*Entries from a dataset*
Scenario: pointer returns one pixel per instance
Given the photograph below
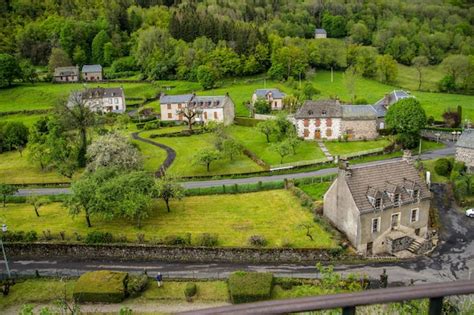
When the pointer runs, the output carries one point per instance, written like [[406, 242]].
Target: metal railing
[[436, 292]]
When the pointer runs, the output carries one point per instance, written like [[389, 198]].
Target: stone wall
[[169, 253]]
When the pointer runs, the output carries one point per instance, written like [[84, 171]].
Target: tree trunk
[[167, 201], [88, 219]]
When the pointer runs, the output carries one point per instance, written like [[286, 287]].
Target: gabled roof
[[389, 177], [276, 93], [358, 112], [319, 109], [175, 99], [91, 68], [466, 140], [65, 71]]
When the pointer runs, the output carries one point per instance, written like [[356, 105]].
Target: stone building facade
[[465, 149], [381, 208], [328, 119]]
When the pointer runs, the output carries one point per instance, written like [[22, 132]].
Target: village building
[[320, 33], [92, 72], [101, 100], [381, 208], [328, 119], [66, 74], [465, 149], [382, 105], [273, 96], [210, 108]]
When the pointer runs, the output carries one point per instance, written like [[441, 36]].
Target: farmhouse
[[273, 96], [320, 33], [92, 73], [105, 100], [381, 208], [465, 149], [66, 74], [328, 119], [211, 108]]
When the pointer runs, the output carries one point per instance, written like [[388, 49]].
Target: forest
[[210, 40]]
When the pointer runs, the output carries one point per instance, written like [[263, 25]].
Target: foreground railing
[[349, 301]]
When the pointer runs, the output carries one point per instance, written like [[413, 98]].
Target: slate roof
[[276, 93], [357, 112], [378, 180], [466, 140], [66, 71], [91, 68], [393, 97], [319, 109], [175, 99]]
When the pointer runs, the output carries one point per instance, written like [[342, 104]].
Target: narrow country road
[[449, 150]]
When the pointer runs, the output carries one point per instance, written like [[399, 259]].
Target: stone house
[[66, 74], [320, 33], [328, 119], [382, 105], [92, 72], [465, 149], [103, 100], [381, 208], [273, 96], [212, 108]]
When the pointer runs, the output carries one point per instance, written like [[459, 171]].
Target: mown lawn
[[16, 169], [274, 214], [187, 147], [341, 148], [257, 143]]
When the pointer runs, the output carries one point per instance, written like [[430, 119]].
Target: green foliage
[[98, 237], [246, 287], [101, 286]]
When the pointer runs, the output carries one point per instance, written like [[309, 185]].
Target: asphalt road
[[449, 150], [452, 259]]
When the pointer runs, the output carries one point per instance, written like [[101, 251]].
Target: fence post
[[436, 306]]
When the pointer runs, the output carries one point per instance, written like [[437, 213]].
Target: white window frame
[[417, 215], [379, 222]]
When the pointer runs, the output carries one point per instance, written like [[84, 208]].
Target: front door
[[395, 218]]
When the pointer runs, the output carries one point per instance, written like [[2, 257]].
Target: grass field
[[16, 169], [257, 143], [275, 214], [187, 147], [341, 148]]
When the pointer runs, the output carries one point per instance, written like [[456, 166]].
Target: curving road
[[449, 150]]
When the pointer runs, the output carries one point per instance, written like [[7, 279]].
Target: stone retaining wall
[[170, 253]]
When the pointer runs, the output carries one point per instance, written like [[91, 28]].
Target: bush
[[137, 284], [98, 237], [443, 167], [258, 240], [190, 290], [207, 239], [101, 286], [245, 287]]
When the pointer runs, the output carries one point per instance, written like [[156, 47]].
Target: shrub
[[443, 167], [101, 286], [248, 287], [258, 240], [137, 284], [207, 239], [98, 237], [190, 290]]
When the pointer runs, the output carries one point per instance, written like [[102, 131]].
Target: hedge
[[101, 286], [247, 122], [245, 287]]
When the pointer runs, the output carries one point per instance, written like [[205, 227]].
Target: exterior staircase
[[415, 246]]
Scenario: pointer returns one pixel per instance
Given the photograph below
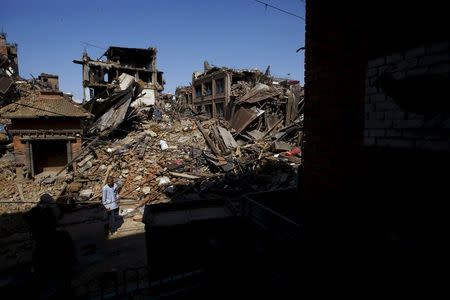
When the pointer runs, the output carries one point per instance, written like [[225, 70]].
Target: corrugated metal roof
[[43, 105]]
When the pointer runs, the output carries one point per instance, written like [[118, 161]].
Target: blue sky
[[233, 33]]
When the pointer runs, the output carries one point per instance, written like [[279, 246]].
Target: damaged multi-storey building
[[99, 75], [114, 87], [211, 92], [9, 66], [252, 101]]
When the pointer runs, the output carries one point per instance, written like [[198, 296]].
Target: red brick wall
[[374, 220]]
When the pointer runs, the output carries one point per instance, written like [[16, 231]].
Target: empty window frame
[[208, 109], [220, 109], [198, 90], [220, 86], [208, 88]]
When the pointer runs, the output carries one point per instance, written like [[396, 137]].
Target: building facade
[[99, 75], [211, 89], [47, 131]]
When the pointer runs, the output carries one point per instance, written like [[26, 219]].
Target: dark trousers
[[112, 219]]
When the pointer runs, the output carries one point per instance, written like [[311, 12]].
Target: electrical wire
[[280, 9]]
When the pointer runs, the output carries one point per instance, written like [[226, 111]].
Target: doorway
[[49, 155]]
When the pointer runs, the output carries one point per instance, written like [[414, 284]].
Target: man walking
[[110, 201]]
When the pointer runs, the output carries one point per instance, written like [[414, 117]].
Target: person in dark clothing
[[157, 115], [53, 255]]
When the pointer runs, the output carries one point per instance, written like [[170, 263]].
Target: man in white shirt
[[110, 200]]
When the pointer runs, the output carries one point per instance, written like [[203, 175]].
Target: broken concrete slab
[[228, 139], [281, 146]]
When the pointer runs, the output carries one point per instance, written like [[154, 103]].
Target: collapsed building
[[211, 92], [9, 66], [114, 89], [257, 105], [99, 75]]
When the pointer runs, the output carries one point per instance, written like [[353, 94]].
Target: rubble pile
[[160, 162]]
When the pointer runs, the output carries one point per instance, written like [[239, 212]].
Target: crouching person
[[110, 200]]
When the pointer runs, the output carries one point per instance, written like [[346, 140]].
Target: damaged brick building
[[98, 75], [9, 65], [211, 91], [47, 130], [376, 155]]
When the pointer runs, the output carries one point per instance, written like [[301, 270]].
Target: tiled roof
[[43, 105]]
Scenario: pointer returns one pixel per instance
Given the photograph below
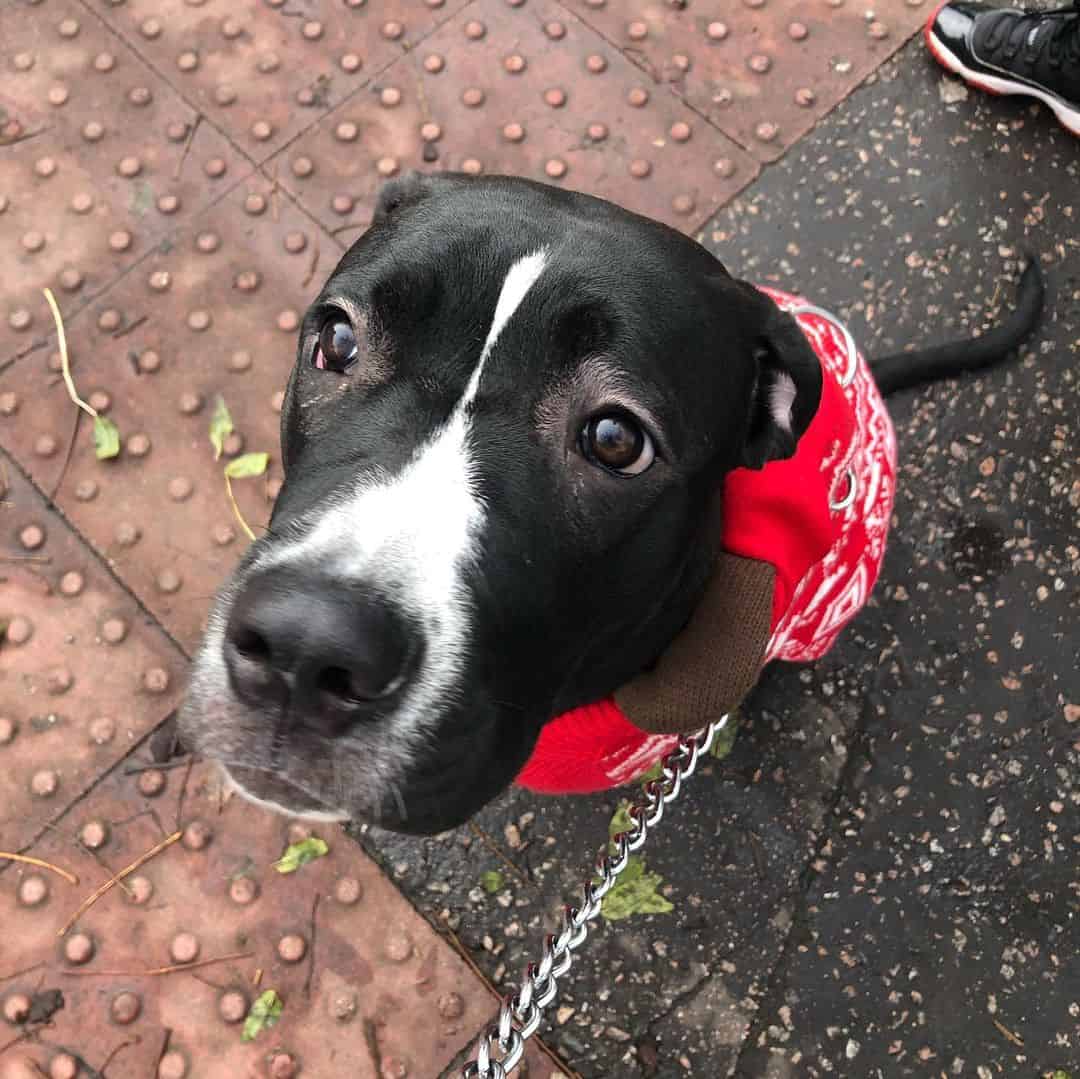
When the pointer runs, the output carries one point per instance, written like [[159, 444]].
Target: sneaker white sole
[[1068, 117]]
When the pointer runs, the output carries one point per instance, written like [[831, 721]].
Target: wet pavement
[[880, 879]]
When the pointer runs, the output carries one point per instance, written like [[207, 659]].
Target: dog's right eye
[[337, 349]]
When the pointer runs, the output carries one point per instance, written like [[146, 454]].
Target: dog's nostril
[[251, 644], [337, 682]]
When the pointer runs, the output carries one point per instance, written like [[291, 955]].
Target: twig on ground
[[497, 850], [90, 901], [187, 146], [69, 877], [158, 971]]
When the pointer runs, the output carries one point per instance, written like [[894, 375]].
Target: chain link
[[521, 1012]]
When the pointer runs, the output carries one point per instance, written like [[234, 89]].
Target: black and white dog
[[511, 409]]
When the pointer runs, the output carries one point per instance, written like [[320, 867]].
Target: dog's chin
[[272, 792]]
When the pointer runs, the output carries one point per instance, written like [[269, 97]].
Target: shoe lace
[[1062, 43]]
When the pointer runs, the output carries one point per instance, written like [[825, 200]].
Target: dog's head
[[511, 412]]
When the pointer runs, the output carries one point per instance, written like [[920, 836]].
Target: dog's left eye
[[337, 349], [618, 443]]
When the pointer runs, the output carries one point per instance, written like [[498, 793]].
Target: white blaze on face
[[413, 535]]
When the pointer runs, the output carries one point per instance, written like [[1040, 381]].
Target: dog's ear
[[786, 383], [404, 191]]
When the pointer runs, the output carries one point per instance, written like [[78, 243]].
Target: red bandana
[[820, 517]]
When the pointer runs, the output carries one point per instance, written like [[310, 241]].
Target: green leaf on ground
[[247, 464], [491, 881], [299, 853], [106, 439], [264, 1013], [636, 891], [724, 741], [220, 427]]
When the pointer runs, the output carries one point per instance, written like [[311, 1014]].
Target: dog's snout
[[325, 655]]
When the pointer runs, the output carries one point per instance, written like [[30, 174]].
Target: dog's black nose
[[328, 655]]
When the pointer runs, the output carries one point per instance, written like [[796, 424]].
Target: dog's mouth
[[279, 793]]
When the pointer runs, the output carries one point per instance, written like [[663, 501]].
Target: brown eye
[[617, 443], [337, 349]]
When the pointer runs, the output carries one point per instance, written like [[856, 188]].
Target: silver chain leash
[[520, 1014]]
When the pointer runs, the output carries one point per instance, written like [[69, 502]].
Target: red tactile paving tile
[[262, 70], [97, 157], [83, 675], [363, 978], [763, 70], [213, 312], [524, 89]]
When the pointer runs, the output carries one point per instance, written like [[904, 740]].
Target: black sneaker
[[1012, 51]]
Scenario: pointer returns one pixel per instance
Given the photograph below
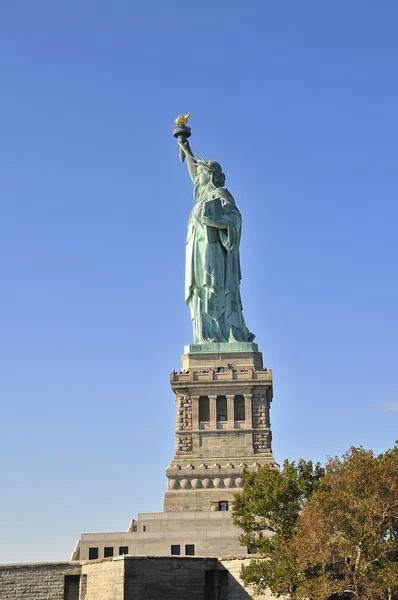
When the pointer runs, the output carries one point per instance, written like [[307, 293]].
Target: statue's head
[[209, 171]]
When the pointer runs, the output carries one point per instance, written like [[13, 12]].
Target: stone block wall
[[128, 578], [166, 578], [104, 579], [236, 589]]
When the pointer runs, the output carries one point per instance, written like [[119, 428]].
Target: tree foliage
[[267, 511], [323, 532], [348, 532]]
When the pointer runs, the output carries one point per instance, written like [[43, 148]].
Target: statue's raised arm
[[212, 275]]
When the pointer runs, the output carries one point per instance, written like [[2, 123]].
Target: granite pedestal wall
[[128, 578], [222, 426], [223, 395]]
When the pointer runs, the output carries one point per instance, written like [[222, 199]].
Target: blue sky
[[298, 102]]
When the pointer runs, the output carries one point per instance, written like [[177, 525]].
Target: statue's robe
[[213, 275]]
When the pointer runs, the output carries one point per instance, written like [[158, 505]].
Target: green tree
[[348, 531], [323, 533], [267, 511]]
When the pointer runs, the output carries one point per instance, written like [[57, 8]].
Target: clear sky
[[298, 102]]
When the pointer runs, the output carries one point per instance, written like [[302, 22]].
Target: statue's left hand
[[210, 222]]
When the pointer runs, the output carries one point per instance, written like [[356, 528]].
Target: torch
[[182, 131]]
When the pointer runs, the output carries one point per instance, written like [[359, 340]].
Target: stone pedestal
[[223, 395]]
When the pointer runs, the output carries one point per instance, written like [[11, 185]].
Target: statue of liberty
[[212, 274]]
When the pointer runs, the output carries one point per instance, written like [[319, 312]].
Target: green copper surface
[[213, 274], [221, 347]]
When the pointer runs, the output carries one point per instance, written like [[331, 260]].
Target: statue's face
[[204, 175]]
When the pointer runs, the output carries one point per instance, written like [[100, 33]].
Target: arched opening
[[239, 408], [221, 408], [204, 410]]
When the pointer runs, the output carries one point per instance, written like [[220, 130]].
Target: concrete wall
[[104, 579], [128, 578], [212, 534], [166, 578], [36, 581]]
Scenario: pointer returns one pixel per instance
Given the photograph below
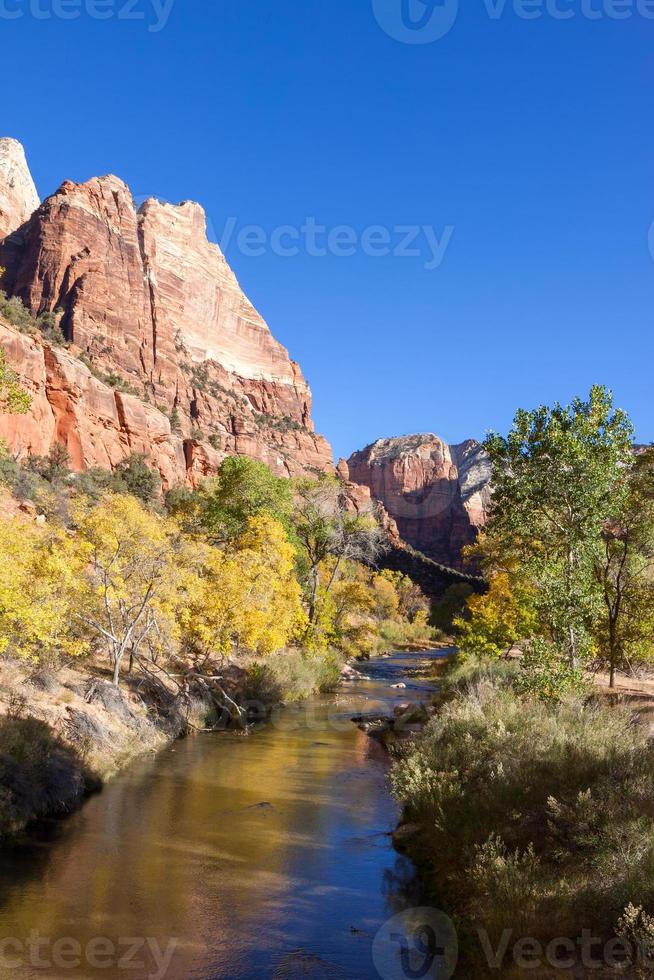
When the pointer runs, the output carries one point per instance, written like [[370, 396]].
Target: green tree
[[244, 488], [325, 527], [559, 477], [14, 400], [625, 572]]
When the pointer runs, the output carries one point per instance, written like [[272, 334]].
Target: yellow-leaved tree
[[135, 582], [40, 575], [499, 618], [246, 598]]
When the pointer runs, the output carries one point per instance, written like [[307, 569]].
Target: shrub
[[537, 814], [293, 675]]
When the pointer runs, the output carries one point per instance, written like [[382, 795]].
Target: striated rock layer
[[438, 495], [174, 358], [18, 197]]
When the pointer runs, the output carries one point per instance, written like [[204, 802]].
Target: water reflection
[[260, 856]]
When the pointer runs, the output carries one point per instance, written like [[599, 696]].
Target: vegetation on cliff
[[185, 605], [535, 800]]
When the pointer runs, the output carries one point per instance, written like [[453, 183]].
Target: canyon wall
[[165, 354], [438, 495]]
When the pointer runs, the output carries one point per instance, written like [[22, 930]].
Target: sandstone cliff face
[[18, 197], [438, 495], [152, 307]]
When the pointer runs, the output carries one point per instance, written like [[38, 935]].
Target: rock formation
[[18, 197], [166, 354], [438, 495]]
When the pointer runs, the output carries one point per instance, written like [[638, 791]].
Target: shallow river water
[[224, 856]]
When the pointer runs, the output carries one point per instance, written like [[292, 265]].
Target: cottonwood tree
[[40, 572], [134, 582], [559, 479], [326, 528], [246, 597], [244, 488], [625, 571]]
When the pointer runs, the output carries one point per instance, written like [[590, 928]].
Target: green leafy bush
[[537, 817]]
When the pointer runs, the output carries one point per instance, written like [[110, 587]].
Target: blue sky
[[531, 140]]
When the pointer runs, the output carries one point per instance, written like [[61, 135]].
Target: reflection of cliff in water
[[259, 854]]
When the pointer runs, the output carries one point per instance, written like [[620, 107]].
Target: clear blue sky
[[534, 139]]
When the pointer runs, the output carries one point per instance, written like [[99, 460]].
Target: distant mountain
[[438, 495]]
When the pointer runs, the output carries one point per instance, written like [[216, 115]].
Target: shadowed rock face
[[438, 495], [153, 307]]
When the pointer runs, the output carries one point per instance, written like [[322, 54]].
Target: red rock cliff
[[438, 495], [163, 330]]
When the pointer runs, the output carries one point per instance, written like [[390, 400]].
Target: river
[[223, 856]]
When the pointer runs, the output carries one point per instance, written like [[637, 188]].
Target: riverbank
[[66, 731], [261, 857], [533, 821]]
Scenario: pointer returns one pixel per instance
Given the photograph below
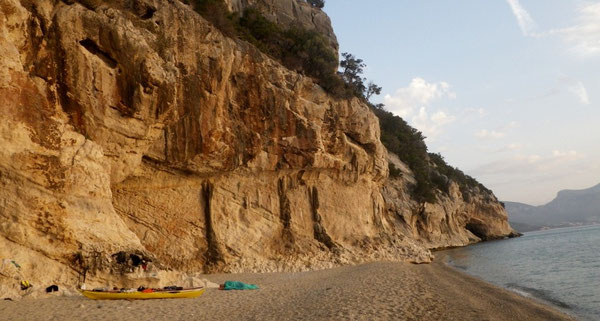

*AIM*
List each line of the material above that contains the word "head", matching case exactly.

*OUTPUT FOR THIS TASK*
Target: dog's head
Target: statue's head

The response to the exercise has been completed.